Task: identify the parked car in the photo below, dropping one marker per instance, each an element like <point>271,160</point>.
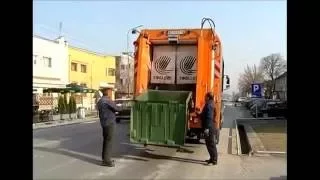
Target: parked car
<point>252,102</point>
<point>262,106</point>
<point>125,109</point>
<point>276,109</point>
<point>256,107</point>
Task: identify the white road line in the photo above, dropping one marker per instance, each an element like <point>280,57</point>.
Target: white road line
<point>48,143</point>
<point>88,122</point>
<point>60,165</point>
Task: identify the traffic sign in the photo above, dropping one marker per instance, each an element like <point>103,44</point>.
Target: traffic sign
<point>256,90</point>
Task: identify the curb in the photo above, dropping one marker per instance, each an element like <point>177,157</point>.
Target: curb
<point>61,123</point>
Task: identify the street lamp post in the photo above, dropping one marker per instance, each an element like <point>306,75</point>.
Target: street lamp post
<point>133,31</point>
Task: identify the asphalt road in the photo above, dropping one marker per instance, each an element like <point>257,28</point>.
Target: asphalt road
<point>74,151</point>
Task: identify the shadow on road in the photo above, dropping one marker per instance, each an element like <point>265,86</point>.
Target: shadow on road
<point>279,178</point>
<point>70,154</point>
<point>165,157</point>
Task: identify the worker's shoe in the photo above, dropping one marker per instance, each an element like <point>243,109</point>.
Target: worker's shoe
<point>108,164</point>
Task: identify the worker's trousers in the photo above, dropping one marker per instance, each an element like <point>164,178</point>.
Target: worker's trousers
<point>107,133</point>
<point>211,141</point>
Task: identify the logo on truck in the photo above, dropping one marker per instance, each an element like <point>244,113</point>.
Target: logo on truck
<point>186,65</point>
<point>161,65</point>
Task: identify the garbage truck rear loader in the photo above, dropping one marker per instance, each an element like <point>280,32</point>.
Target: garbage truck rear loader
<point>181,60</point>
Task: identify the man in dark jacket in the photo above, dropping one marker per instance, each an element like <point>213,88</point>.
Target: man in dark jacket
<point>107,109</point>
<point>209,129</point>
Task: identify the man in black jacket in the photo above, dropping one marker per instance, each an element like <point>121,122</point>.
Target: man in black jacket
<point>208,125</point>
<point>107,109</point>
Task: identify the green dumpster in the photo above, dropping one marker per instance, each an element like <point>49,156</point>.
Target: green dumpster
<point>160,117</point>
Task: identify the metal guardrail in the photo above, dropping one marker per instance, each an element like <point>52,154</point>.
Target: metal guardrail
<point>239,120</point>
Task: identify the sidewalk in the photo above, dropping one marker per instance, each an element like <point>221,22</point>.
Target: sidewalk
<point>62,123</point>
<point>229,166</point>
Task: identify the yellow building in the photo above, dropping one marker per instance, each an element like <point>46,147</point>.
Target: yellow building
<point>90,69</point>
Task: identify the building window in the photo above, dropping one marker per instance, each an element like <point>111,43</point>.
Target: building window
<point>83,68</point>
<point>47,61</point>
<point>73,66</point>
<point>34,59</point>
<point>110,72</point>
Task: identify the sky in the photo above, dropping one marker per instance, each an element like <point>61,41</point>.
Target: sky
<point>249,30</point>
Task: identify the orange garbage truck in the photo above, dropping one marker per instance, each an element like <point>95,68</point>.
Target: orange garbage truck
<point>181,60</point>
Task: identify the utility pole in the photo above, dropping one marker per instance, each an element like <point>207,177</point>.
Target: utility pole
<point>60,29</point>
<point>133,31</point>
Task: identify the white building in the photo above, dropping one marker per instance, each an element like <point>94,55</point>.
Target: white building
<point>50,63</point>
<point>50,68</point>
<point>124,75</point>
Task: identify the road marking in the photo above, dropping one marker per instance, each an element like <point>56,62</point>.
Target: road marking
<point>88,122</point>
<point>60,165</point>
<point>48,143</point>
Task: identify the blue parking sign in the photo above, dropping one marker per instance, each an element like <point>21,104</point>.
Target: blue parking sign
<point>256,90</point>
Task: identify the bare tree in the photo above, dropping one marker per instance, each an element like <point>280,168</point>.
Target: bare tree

....

» DIRECTIONS FOR THIS TASK
Repeat the entries exactly. Pictures are excluded from the copy.

» WORKED SOLUTION
Task: identify the parked car in the photo below, dropping one marker per instance, each an element like <point>271,160</point>.
Target: parked car
<point>252,102</point>
<point>262,106</point>
<point>125,109</point>
<point>276,109</point>
<point>256,107</point>
Task: identify the white road line in the photo above, dropping one marker per instance, each an element like <point>280,57</point>.
Target: white road line
<point>48,143</point>
<point>88,122</point>
<point>60,165</point>
Task: identify the traffic sign in the photo above, dropping one marker per instance, each an element like <point>103,44</point>.
Target: traffic sign
<point>256,90</point>
Task: identify the curb in the photo above, dropping one marker per instance, each an element like <point>177,157</point>.
Target: curb
<point>61,123</point>
Task: identify the street lamp post in the photo above, dropping one marker per instance, each an element like <point>306,75</point>.
Target: street lamp post
<point>133,31</point>
Task: identify the asphalt road in the photo above, dropping one marker per instance, each an element like <point>257,28</point>.
Target: asphalt road
<point>74,151</point>
Task: identify the shadow on road in the photo above, dropping one marker per instance, each an element like <point>265,86</point>.
Target: shadow on road
<point>279,178</point>
<point>70,154</point>
<point>165,157</point>
Task: identify the worker's shoe in the photo above, dropping one marker per instance, each an element like <point>243,109</point>.
Target: worker's shoe
<point>108,164</point>
Task: identify the worker's trousers in the photo above, dropping one marker per instance, each an element like <point>164,178</point>.
Target: worker's trousers
<point>107,133</point>
<point>211,141</point>
Task: identify the logo on truck in the photo above, dropping one marker per instance, each an element like <point>244,113</point>.
Target: logo on truck
<point>186,65</point>
<point>161,65</point>
Task: identify the garbage truck rear loader in the photo above, dropping one marker per instance, each an element like <point>280,32</point>.
Target: garbage truck rear loader
<point>181,60</point>
Task: identify the man in dark jacket in the photo above, dropping one marker per instance, each an element like <point>213,88</point>.
Target: man in dark jacket
<point>107,109</point>
<point>209,129</point>
Task: identify the man in black jacket in the photo above, dropping one marker per instance, each an element like <point>121,122</point>.
Target: man in black jacket
<point>208,125</point>
<point>107,109</point>
Task: identify the green dumpster in the photo above, dropping one marker per instance, each an element like <point>49,156</point>.
Target: green dumpster
<point>160,117</point>
Task: identify the metal guardrail in the photo above, dropping one marker per instance, each an element like <point>52,154</point>.
Target: metal guardrail
<point>239,120</point>
Task: identify the sidewalk in the photo above, dropping one marker per instance, each an element like <point>221,22</point>.
Target: sidewalk
<point>62,123</point>
<point>229,166</point>
Task: identify the yellow building in the photo above, dropping one marker per instance, each an element like <point>46,147</point>.
Target: yellow building
<point>90,69</point>
Task: identify the building window in the photo above, dropping one marker per instance, each an element like <point>111,43</point>.
Target: building window
<point>83,68</point>
<point>47,61</point>
<point>73,66</point>
<point>34,59</point>
<point>110,72</point>
Task: identify the sky in the photo above, dropping one marker per instance, each an element like <point>61,41</point>.
Target: sky
<point>249,30</point>
Task: identify the orange garbage truck in the photo above, dropping one marker per instance, each an element like <point>95,68</point>.
Target: orange garbage truck
<point>181,60</point>
Task: identify the utility pole in the photo above, dropping one marker per instance, each an element like <point>207,177</point>.
Target: utility pole
<point>60,29</point>
<point>133,31</point>
Task: identify the white building in the photo above, dropping one marker per instance, each an element like <point>94,55</point>.
Target: white building
<point>50,63</point>
<point>50,68</point>
<point>124,75</point>
Task: identify the road marking in the photo above, dropping one marker per instance, each an element like <point>56,62</point>.
Target: road marking
<point>88,122</point>
<point>60,165</point>
<point>48,143</point>
Task: identify the blue parking sign in the photo above, dropping one marker per instance, each an element like <point>21,104</point>.
Target: blue parking sign
<point>256,90</point>
Task: identify the bare tree in the photo above, dropping one marker per instance, each an element like <point>280,168</point>.
Target: bare tree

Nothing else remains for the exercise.